Your instructions:
Go through the data and report each line that holds the string "front".

Start of Data shown

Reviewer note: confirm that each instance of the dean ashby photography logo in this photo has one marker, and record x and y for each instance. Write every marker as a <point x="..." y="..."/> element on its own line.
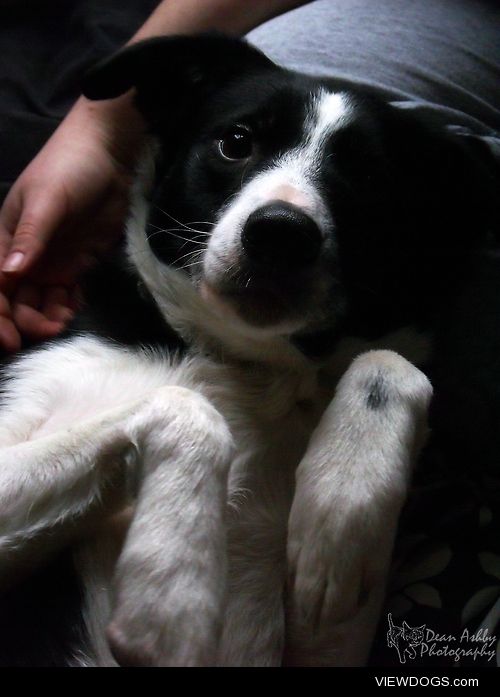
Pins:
<point x="419" y="642"/>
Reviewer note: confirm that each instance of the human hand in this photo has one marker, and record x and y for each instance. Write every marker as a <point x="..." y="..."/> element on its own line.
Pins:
<point x="65" y="209"/>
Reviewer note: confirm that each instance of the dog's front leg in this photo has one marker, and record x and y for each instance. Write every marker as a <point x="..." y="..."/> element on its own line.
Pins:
<point x="350" y="488"/>
<point x="54" y="488"/>
<point x="170" y="578"/>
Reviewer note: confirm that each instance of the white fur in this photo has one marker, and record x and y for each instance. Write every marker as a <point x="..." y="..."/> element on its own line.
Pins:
<point x="292" y="178"/>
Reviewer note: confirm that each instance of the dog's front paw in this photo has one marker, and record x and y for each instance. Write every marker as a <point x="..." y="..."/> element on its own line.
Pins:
<point x="335" y="561"/>
<point x="350" y="488"/>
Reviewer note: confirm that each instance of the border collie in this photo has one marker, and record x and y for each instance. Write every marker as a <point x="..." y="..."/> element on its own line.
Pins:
<point x="228" y="481"/>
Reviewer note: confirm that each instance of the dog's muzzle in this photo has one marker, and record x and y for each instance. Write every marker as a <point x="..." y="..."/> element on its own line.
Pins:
<point x="282" y="236"/>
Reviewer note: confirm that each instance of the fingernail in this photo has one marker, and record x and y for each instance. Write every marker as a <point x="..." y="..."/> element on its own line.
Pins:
<point x="13" y="262"/>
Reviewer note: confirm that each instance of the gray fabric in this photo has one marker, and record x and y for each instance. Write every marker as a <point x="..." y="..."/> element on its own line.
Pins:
<point x="442" y="55"/>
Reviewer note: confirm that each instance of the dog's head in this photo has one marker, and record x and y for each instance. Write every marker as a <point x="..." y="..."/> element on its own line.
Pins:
<point x="296" y="206"/>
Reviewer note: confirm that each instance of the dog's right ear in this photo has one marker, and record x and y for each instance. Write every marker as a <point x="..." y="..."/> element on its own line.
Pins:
<point x="165" y="70"/>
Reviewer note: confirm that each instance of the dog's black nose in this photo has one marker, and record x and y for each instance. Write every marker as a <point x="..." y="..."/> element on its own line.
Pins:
<point x="281" y="235"/>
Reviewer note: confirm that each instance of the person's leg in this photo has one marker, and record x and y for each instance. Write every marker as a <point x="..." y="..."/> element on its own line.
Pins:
<point x="442" y="51"/>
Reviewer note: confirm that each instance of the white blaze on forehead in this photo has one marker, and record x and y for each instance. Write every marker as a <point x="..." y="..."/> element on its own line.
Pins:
<point x="292" y="178"/>
<point x="328" y="112"/>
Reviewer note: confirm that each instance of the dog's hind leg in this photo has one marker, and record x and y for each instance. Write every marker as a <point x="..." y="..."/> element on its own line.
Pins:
<point x="351" y="485"/>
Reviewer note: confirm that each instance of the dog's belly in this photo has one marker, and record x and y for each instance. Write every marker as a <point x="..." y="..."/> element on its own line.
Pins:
<point x="55" y="388"/>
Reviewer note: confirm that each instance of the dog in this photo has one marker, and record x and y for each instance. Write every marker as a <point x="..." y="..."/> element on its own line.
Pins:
<point x="224" y="437"/>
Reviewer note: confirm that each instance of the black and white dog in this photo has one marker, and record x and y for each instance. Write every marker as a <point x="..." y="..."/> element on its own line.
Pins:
<point x="229" y="491"/>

End of Data shown

Written reply:
Reviewer note: confirm that each instance of the dog's front leg in this photo has one marker, and record x and y for each instance. Write every marker as a <point x="..." y="..."/> element on its own line.
Reviewer note: confirm that each instance of the dog's front paw in this photo has one marker, and record x and y for each instance. Write every marker as a <point x="..." y="..."/> element on its own line.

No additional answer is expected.